* DIRECTIONS FOR THIS TASK *
Swap "positive clicks" for "foreground clicks" in every one of the items below, keeping everything else the same, and leave the pictures out of your reply.

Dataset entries
-*-
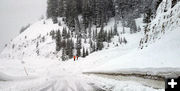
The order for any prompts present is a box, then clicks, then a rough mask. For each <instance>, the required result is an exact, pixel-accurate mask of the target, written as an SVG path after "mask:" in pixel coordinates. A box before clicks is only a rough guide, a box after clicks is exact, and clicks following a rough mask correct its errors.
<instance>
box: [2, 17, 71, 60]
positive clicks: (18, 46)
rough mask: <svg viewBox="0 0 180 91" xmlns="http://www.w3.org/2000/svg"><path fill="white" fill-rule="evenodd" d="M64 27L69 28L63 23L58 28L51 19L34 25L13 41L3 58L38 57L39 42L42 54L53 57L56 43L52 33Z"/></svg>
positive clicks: (2, 54)
mask: <svg viewBox="0 0 180 91" xmlns="http://www.w3.org/2000/svg"><path fill="white" fill-rule="evenodd" d="M63 27H66V28H67V26H66V25H65V24H64V23H63V22H62V25H61V26H58V24H53V22H52V20H51V19H48V20H41V21H39V22H37V23H34V24H32V25H31V26H30V27H29V28H28V29H27V30H25V31H24V32H23V33H22V34H20V35H19V36H17V37H16V38H14V39H13V40H11V42H9V43H8V44H7V46H6V47H5V48H4V50H3V51H2V53H1V56H2V57H6V58H22V57H23V56H36V55H37V54H36V51H37V48H36V47H37V42H38V49H40V54H41V55H42V56H49V57H51V55H53V52H54V51H55V41H53V40H52V38H51V36H50V32H51V31H53V30H54V31H57V30H58V29H59V30H61V31H62V29H63ZM67 29H68V28H67Z"/></svg>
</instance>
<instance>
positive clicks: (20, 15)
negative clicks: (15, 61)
mask: <svg viewBox="0 0 180 91" xmlns="http://www.w3.org/2000/svg"><path fill="white" fill-rule="evenodd" d="M46 2H47V0H0V52H1V51H2V50H3V48H4V45H5V44H7V43H9V42H10V40H11V39H13V38H15V37H16V36H18V34H19V31H20V29H21V27H22V26H25V25H27V24H29V23H30V24H32V23H34V22H36V21H38V20H39V18H40V17H41V16H42V15H44V16H45V12H46V7H47V4H46Z"/></svg>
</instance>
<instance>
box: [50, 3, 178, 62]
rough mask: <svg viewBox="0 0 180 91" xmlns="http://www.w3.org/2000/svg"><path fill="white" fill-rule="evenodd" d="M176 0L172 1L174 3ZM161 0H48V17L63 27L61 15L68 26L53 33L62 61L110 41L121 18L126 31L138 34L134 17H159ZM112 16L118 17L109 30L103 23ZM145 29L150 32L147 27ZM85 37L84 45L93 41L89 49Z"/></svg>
-*-
* EXERCISE SOLUTION *
The order for any prompts present is a box, then clicks, then a rough mask. For each <instance>, the required result is an exact, pixel-accurate mask of the target, written as an SVG path after "mask:" in pixel coordinates. A box before clicks is only a rough guide, a box after clicks is exact, and clicks following a rough mask correct its errors.
<instance>
box: [2, 17, 71, 60]
foreground clicks: (18, 46)
rough mask: <svg viewBox="0 0 180 91" xmlns="http://www.w3.org/2000/svg"><path fill="white" fill-rule="evenodd" d="M64 27L69 28L63 23L58 28L51 19L34 25L13 41L3 58L38 57L39 42L42 54L53 57L56 43L52 33Z"/></svg>
foreground clicks: (2, 54)
mask: <svg viewBox="0 0 180 91" xmlns="http://www.w3.org/2000/svg"><path fill="white" fill-rule="evenodd" d="M63 27H66V28H67V26H66V25H65V24H64V23H63V22H62V25H61V26H58V24H53V22H52V20H51V19H48V20H41V21H39V22H37V23H34V24H32V25H31V26H30V27H29V28H28V29H27V30H25V31H24V32H23V33H22V34H20V35H19V36H17V37H16V38H14V39H13V40H11V42H9V43H8V44H7V46H6V47H5V48H4V50H3V51H2V53H1V56H2V57H6V58H22V57H23V56H36V55H37V54H36V51H37V48H36V47H37V42H38V49H40V54H41V55H42V56H49V57H51V55H53V52H54V51H55V41H53V40H52V38H51V36H50V32H51V31H53V30H54V31H57V30H58V29H59V30H61V31H62V29H63ZM67 29H68V28H67Z"/></svg>
</instance>
<instance>
foreground clicks: (20, 15)
negative clicks: (15, 61)
mask: <svg viewBox="0 0 180 91" xmlns="http://www.w3.org/2000/svg"><path fill="white" fill-rule="evenodd" d="M46 2H47V0H0V52H1V51H2V50H3V48H4V45H5V44H7V43H9V42H10V40H11V39H13V38H15V37H16V36H18V34H19V31H20V29H21V27H22V26H25V25H27V24H29V23H30V24H32V23H34V22H36V21H38V20H39V18H40V17H41V16H42V15H44V16H45V12H46V7H47V4H46Z"/></svg>
</instance>
<instance>
box: [50, 3, 178, 62]
rough mask: <svg viewBox="0 0 180 91" xmlns="http://www.w3.org/2000/svg"><path fill="white" fill-rule="evenodd" d="M176 0L172 1L174 3ZM161 0H48V17L63 27L61 15L68 26L53 33L62 61L110 41L121 18L126 31L138 34L134 17H159ZM112 16L118 17L109 30L103 23ZM145 29L150 32L147 27ZM85 37L84 45L93 41L89 49Z"/></svg>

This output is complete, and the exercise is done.